Por hacer.
Expresa cada línea del material como una fila de una tabla en Markdown con las columnas «N.º» y «Línea». Numera las filas en orden y omite las líneas en blanco.

------------------------------

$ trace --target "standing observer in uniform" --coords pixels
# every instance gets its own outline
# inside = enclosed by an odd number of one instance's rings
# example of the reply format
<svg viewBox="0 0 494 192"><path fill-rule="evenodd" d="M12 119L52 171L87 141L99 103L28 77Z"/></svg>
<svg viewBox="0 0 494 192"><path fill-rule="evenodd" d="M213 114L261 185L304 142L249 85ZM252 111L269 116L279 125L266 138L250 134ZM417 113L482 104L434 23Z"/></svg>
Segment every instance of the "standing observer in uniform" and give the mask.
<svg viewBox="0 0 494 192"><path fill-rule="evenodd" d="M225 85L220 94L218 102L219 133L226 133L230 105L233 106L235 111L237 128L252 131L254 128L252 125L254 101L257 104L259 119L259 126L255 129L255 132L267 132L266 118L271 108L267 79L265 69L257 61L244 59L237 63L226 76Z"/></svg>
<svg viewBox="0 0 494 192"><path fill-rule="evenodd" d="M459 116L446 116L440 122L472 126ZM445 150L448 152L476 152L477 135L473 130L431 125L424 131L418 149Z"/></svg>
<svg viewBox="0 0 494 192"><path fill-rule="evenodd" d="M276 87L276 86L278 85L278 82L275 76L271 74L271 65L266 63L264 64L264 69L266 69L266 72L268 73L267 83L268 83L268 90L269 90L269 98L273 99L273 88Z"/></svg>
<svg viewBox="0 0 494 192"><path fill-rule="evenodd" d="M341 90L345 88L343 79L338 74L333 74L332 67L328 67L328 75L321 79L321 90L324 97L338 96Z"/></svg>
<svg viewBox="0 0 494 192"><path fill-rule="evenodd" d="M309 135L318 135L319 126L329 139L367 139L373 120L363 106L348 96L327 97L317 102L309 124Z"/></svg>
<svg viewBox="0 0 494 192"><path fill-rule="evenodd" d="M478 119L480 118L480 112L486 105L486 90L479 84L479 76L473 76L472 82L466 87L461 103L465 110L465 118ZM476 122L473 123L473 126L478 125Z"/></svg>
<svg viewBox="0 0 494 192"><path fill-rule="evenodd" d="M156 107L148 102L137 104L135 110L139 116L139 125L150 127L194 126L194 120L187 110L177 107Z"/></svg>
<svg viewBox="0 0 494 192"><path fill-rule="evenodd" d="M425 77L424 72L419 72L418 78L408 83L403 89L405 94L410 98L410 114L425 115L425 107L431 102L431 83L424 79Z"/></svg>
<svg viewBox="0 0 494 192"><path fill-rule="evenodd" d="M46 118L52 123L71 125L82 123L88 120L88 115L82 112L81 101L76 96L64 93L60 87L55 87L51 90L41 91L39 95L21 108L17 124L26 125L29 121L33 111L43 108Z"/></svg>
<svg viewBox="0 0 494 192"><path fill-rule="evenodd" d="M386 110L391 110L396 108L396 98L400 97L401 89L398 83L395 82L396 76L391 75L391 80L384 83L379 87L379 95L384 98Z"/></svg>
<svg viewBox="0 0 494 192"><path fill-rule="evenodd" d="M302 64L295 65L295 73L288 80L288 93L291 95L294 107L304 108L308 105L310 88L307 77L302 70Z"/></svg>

------------------------------

Respuesta escrita.
| N.º | Línea |
|---|---|
| 1 | $ trace --target "standing observer in uniform" --coords pixels |
| 2 | # every instance gets its own outline |
| 3 | # inside = enclosed by an odd number of one instance's rings |
| 4 | # example of the reply format |
| 5 | <svg viewBox="0 0 494 192"><path fill-rule="evenodd" d="M12 119L52 171L87 141L99 103L28 77Z"/></svg> |
| 6 | <svg viewBox="0 0 494 192"><path fill-rule="evenodd" d="M213 114L261 185L304 142L249 85ZM252 111L269 116L279 125L266 138L250 134ZM417 113L482 104L434 23Z"/></svg> |
| 7 | Segment every instance of the "standing observer in uniform" and give the mask. |
| 8 | <svg viewBox="0 0 494 192"><path fill-rule="evenodd" d="M225 85L220 94L218 102L219 133L226 133L230 105L233 106L235 111L237 128L252 131L254 128L252 125L254 101L257 104L259 119L259 126L255 129L255 132L267 132L266 118L271 108L267 79L265 69L257 61L244 59L237 63L226 76Z"/></svg> |
| 9 | <svg viewBox="0 0 494 192"><path fill-rule="evenodd" d="M459 116L446 116L440 122L472 126ZM445 150L448 152L476 152L477 135L473 130L431 125L424 131L418 149Z"/></svg> |
| 10 | <svg viewBox="0 0 494 192"><path fill-rule="evenodd" d="M276 87L276 86L278 85L278 82L275 76L271 74L271 65L266 63L264 64L264 69L266 69L266 72L268 73L267 83L268 83L268 90L269 90L269 98L273 99L273 88Z"/></svg> |
| 11 | <svg viewBox="0 0 494 192"><path fill-rule="evenodd" d="M341 90L345 88L343 79L338 74L333 74L332 67L328 67L328 75L321 79L321 90L324 97L338 96Z"/></svg> |
| 12 | <svg viewBox="0 0 494 192"><path fill-rule="evenodd" d="M309 135L318 135L319 126L329 139L367 139L373 120L363 106L348 96L327 97L317 102L309 124Z"/></svg> |
| 13 | <svg viewBox="0 0 494 192"><path fill-rule="evenodd" d="M478 119L480 118L480 112L486 105L486 90L479 84L479 76L473 76L472 82L466 87L461 103L465 110L465 118ZM476 122L473 123L473 126L478 125Z"/></svg> |
| 14 | <svg viewBox="0 0 494 192"><path fill-rule="evenodd" d="M156 107L148 102L137 104L135 110L139 116L139 125L150 127L194 126L194 120L187 110L177 107Z"/></svg> |
| 15 | <svg viewBox="0 0 494 192"><path fill-rule="evenodd" d="M425 77L424 72L419 72L418 78L408 83L403 89L405 94L410 98L410 114L425 115L425 107L431 102L431 83L424 79Z"/></svg> |
| 16 | <svg viewBox="0 0 494 192"><path fill-rule="evenodd" d="M46 118L52 123L71 125L82 123L88 120L88 115L82 112L81 101L76 96L64 93L60 87L55 87L51 90L41 91L39 95L21 108L17 124L26 125L29 121L33 111L43 108Z"/></svg> |
| 17 | <svg viewBox="0 0 494 192"><path fill-rule="evenodd" d="M386 110L391 110L396 108L396 98L400 97L401 89L398 83L395 82L396 76L391 75L391 80L384 83L379 87L379 95L384 98Z"/></svg> |
| 18 | <svg viewBox="0 0 494 192"><path fill-rule="evenodd" d="M302 64L295 65L295 73L288 80L288 93L291 95L294 107L304 108L308 105L310 88L307 77L302 70Z"/></svg> |